[Coordinate annotation entries]
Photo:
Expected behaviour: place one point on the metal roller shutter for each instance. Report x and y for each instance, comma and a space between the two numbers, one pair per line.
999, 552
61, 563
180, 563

Work to do:
Rewrite the material with each "instance" changed to "occurrence" and nothing else altered.

The response:
Photo:
Expected behaviour: place one point on the metal roller shutter for each occurrence. Report x and y for each occurrence, comma and a space between the two numbers, one pair per line.
999, 552
61, 563
180, 563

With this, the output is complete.